GIVEN DATA -
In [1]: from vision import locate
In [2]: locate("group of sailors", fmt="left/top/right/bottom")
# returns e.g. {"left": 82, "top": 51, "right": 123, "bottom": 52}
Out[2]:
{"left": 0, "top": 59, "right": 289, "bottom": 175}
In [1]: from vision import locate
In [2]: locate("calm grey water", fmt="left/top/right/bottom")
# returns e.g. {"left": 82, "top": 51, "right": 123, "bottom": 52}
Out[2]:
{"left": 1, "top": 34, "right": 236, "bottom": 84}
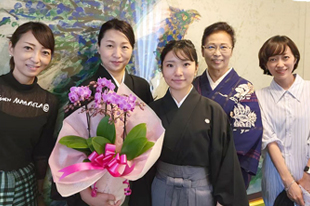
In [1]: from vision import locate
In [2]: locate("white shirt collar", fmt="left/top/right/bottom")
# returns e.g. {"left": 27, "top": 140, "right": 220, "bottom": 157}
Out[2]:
{"left": 206, "top": 67, "right": 233, "bottom": 90}
{"left": 170, "top": 85, "right": 193, "bottom": 108}
{"left": 101, "top": 63, "right": 125, "bottom": 87}
{"left": 270, "top": 74, "right": 304, "bottom": 103}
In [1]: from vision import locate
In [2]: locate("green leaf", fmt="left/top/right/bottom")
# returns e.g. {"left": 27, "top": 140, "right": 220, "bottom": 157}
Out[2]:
{"left": 92, "top": 136, "right": 111, "bottom": 154}
{"left": 124, "top": 123, "right": 147, "bottom": 143}
{"left": 121, "top": 137, "right": 148, "bottom": 160}
{"left": 96, "top": 116, "right": 116, "bottom": 144}
{"left": 86, "top": 138, "right": 95, "bottom": 152}
{"left": 136, "top": 141, "right": 155, "bottom": 157}
{"left": 59, "top": 135, "right": 88, "bottom": 149}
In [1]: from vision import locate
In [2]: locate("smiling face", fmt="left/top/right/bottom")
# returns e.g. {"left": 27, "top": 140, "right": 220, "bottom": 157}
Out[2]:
{"left": 162, "top": 50, "right": 197, "bottom": 98}
{"left": 98, "top": 29, "right": 133, "bottom": 77}
{"left": 9, "top": 31, "right": 52, "bottom": 84}
{"left": 202, "top": 31, "right": 233, "bottom": 76}
{"left": 266, "top": 46, "right": 296, "bottom": 86}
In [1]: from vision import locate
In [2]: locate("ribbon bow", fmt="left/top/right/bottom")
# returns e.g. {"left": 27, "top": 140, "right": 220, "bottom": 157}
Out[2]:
{"left": 59, "top": 143, "right": 134, "bottom": 180}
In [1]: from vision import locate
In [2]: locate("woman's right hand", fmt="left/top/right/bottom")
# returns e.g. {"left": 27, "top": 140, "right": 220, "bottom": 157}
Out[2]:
{"left": 286, "top": 182, "right": 305, "bottom": 206}
{"left": 80, "top": 187, "right": 121, "bottom": 206}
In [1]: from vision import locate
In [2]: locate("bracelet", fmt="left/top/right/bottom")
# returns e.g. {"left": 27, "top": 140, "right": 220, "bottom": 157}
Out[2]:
{"left": 285, "top": 180, "right": 296, "bottom": 192}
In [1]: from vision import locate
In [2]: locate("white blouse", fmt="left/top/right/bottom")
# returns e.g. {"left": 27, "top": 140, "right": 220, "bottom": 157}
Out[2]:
{"left": 256, "top": 74, "right": 310, "bottom": 206}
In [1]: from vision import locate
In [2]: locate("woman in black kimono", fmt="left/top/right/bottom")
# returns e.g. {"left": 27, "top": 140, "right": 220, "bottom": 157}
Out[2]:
{"left": 51, "top": 18, "right": 153, "bottom": 206}
{"left": 130, "top": 40, "right": 248, "bottom": 206}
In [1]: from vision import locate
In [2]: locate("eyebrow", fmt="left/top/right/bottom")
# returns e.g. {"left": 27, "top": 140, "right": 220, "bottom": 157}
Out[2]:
{"left": 105, "top": 39, "right": 130, "bottom": 44}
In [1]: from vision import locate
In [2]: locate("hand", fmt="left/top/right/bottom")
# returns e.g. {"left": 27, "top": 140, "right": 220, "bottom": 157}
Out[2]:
{"left": 286, "top": 181, "right": 305, "bottom": 206}
{"left": 298, "top": 172, "right": 310, "bottom": 193}
{"left": 80, "top": 187, "right": 122, "bottom": 206}
{"left": 216, "top": 202, "right": 223, "bottom": 206}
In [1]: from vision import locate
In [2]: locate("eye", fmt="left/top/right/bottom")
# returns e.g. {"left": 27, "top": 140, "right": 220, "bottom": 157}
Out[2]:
{"left": 166, "top": 63, "right": 174, "bottom": 68}
{"left": 42, "top": 50, "right": 51, "bottom": 56}
{"left": 184, "top": 62, "right": 191, "bottom": 67}
{"left": 24, "top": 46, "right": 32, "bottom": 51}
{"left": 106, "top": 44, "right": 113, "bottom": 48}
{"left": 206, "top": 45, "right": 215, "bottom": 50}
{"left": 122, "top": 45, "right": 130, "bottom": 49}
{"left": 268, "top": 57, "right": 277, "bottom": 62}
{"left": 283, "top": 55, "right": 290, "bottom": 60}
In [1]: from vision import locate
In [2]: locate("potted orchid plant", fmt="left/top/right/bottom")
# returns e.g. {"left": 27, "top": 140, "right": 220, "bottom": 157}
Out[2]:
{"left": 49, "top": 78, "right": 165, "bottom": 204}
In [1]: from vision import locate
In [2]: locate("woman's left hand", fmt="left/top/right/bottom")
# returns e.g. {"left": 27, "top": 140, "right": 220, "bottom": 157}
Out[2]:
{"left": 298, "top": 172, "right": 310, "bottom": 193}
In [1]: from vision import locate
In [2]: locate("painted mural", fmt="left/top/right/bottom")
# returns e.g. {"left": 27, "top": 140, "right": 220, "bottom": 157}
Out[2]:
{"left": 0, "top": 0, "right": 262, "bottom": 204}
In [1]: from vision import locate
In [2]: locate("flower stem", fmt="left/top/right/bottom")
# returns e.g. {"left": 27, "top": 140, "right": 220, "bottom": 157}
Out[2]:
{"left": 123, "top": 113, "right": 127, "bottom": 141}
{"left": 85, "top": 104, "right": 91, "bottom": 138}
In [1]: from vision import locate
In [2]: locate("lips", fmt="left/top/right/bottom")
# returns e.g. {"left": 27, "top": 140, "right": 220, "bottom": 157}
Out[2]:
{"left": 212, "top": 59, "right": 223, "bottom": 64}
{"left": 26, "top": 64, "right": 40, "bottom": 71}
{"left": 111, "top": 61, "right": 122, "bottom": 66}
{"left": 172, "top": 79, "right": 185, "bottom": 83}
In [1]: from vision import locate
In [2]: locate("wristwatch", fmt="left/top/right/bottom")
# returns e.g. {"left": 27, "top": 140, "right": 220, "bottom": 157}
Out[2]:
{"left": 304, "top": 166, "right": 310, "bottom": 174}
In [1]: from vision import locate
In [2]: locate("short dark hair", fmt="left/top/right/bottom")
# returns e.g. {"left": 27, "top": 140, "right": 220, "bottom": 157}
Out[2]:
{"left": 98, "top": 18, "right": 135, "bottom": 48}
{"left": 201, "top": 22, "right": 236, "bottom": 49}
{"left": 160, "top": 39, "right": 198, "bottom": 70}
{"left": 258, "top": 35, "right": 300, "bottom": 75}
{"left": 9, "top": 21, "right": 55, "bottom": 71}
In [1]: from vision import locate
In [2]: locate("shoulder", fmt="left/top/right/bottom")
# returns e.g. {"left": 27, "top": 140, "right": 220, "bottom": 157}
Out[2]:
{"left": 36, "top": 84, "right": 59, "bottom": 107}
{"left": 129, "top": 74, "right": 151, "bottom": 87}
{"left": 149, "top": 98, "right": 162, "bottom": 110}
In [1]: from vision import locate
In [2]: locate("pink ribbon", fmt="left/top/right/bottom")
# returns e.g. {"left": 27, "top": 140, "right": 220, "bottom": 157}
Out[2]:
{"left": 59, "top": 143, "right": 135, "bottom": 180}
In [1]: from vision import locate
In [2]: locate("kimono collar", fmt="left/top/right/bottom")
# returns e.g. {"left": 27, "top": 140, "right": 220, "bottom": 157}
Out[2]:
{"left": 169, "top": 85, "right": 193, "bottom": 108}
{"left": 3, "top": 71, "right": 38, "bottom": 91}
{"left": 206, "top": 67, "right": 233, "bottom": 90}
{"left": 269, "top": 74, "right": 304, "bottom": 103}
{"left": 100, "top": 63, "right": 125, "bottom": 88}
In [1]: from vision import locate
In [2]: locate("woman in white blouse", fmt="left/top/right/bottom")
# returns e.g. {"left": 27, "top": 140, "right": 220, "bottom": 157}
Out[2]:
{"left": 256, "top": 35, "right": 310, "bottom": 206}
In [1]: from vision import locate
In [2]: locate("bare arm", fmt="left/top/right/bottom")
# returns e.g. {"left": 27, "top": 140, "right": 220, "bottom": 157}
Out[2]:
{"left": 268, "top": 142, "right": 304, "bottom": 206}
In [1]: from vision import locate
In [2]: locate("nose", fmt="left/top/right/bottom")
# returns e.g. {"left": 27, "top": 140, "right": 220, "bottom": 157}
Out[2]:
{"left": 112, "top": 47, "right": 121, "bottom": 58}
{"left": 31, "top": 51, "right": 40, "bottom": 63}
{"left": 175, "top": 66, "right": 183, "bottom": 76}
{"left": 213, "top": 47, "right": 221, "bottom": 56}
{"left": 276, "top": 59, "right": 284, "bottom": 67}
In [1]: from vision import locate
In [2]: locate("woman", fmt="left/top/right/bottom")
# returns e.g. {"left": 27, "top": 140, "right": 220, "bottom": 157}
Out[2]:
{"left": 193, "top": 22, "right": 262, "bottom": 187}
{"left": 0, "top": 22, "right": 58, "bottom": 205}
{"left": 130, "top": 40, "right": 248, "bottom": 206}
{"left": 256, "top": 35, "right": 310, "bottom": 206}
{"left": 51, "top": 18, "right": 153, "bottom": 206}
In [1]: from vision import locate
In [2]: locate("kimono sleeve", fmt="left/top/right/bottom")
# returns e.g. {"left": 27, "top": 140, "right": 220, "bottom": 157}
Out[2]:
{"left": 209, "top": 106, "right": 249, "bottom": 206}
{"left": 230, "top": 91, "right": 262, "bottom": 177}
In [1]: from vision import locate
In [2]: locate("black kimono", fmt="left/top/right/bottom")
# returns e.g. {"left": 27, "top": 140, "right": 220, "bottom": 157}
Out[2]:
{"left": 51, "top": 65, "right": 153, "bottom": 206}
{"left": 130, "top": 88, "right": 248, "bottom": 206}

TASK ITEM - For the listing above, identify each line bearing "white".

RESULT OF THE EXERCISE -
In [2]: locate("white shirt collar", fmt="left/top/right/bottom")
In [2]: locate("white blouse", fmt="left/top/right/bottom")
In [2]: locate("woman in white blouse", fmt="left/top/right/bottom")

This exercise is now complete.